→ REQUEST:
From the records below, pull out each line that contains the string "wheel" and list those lines unchanged.

→ INFORMATION PROVIDED:
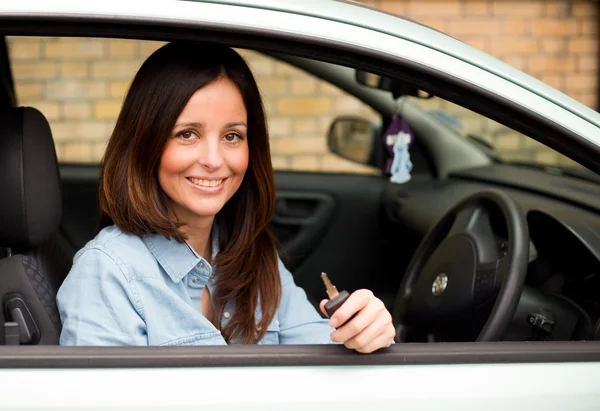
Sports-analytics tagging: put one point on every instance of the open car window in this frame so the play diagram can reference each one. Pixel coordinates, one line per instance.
(79, 84)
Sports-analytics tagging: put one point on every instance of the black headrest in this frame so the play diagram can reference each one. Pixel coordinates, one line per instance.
(30, 192)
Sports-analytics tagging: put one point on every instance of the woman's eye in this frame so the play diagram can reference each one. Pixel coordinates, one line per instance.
(186, 135)
(232, 138)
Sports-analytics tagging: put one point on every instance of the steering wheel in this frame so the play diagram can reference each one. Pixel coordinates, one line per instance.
(460, 269)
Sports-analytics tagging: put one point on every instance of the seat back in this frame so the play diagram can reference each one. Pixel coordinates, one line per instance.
(30, 212)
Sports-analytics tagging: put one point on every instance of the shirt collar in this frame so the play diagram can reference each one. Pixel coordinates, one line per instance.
(178, 259)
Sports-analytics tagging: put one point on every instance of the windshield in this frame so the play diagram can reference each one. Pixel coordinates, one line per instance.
(500, 142)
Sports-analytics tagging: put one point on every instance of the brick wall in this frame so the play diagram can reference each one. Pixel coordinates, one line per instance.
(79, 84)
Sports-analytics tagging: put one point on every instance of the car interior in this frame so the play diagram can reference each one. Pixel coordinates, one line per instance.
(474, 247)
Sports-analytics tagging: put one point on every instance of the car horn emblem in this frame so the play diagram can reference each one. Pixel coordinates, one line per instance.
(439, 284)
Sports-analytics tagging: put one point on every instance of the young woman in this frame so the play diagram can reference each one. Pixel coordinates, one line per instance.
(184, 255)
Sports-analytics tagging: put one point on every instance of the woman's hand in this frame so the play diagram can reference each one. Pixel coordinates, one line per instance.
(369, 330)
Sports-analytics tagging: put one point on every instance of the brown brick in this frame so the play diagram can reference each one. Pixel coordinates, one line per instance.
(585, 45)
(39, 70)
(280, 126)
(585, 8)
(556, 8)
(280, 162)
(24, 50)
(119, 69)
(517, 8)
(581, 82)
(553, 45)
(546, 157)
(393, 6)
(303, 86)
(515, 26)
(446, 8)
(123, 48)
(118, 89)
(587, 97)
(518, 62)
(76, 152)
(107, 109)
(74, 49)
(305, 163)
(477, 8)
(473, 27)
(587, 63)
(272, 85)
(75, 90)
(541, 64)
(550, 27)
(28, 91)
(80, 130)
(513, 45)
(76, 110)
(307, 125)
(480, 43)
(70, 70)
(589, 27)
(262, 67)
(554, 80)
(303, 145)
(303, 106)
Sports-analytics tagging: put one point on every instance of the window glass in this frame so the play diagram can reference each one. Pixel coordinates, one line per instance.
(502, 142)
(79, 84)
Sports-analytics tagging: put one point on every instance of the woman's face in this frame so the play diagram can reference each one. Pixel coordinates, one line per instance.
(206, 156)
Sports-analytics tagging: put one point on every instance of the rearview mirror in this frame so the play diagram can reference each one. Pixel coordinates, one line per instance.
(352, 138)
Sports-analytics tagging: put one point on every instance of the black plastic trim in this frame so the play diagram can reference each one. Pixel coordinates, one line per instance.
(299, 355)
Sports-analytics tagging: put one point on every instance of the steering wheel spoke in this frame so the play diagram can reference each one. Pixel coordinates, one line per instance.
(460, 267)
(488, 279)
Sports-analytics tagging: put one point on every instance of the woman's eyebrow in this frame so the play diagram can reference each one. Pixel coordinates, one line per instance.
(191, 124)
(200, 125)
(236, 123)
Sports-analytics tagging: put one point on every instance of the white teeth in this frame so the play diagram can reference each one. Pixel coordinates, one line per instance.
(205, 183)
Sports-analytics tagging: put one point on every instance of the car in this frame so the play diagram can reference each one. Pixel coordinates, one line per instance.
(488, 260)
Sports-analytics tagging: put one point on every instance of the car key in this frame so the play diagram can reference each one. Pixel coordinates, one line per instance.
(336, 299)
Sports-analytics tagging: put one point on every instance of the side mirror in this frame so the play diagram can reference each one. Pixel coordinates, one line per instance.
(352, 138)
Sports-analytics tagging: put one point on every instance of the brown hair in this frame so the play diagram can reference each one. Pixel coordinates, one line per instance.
(131, 198)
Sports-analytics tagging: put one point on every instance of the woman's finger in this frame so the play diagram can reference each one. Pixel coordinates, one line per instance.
(356, 302)
(359, 322)
(382, 325)
(384, 340)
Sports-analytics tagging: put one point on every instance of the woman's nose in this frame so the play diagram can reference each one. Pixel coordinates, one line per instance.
(210, 155)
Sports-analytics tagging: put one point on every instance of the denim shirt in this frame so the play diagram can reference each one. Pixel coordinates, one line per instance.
(129, 290)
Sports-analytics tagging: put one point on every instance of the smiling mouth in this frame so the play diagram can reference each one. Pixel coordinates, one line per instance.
(206, 183)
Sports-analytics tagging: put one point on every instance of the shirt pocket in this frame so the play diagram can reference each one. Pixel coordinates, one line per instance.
(272, 334)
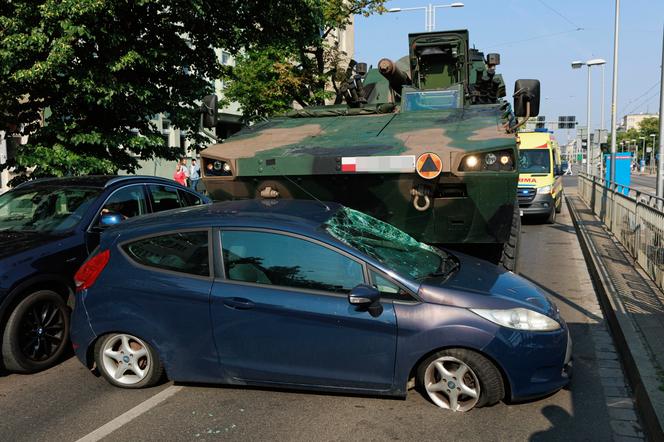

→ FULL RESPONSE:
Sports-analytics tagging: put one point on every instance of the steering wheel in this frame so the play diagram can reference each one. Pixel coordinates, one line per instance.
Sports-analytics tagging: put one point on every instance of the steering wheel spoke in this frame so the play diagram can reference each one. Pixel coordinates, one line per instance.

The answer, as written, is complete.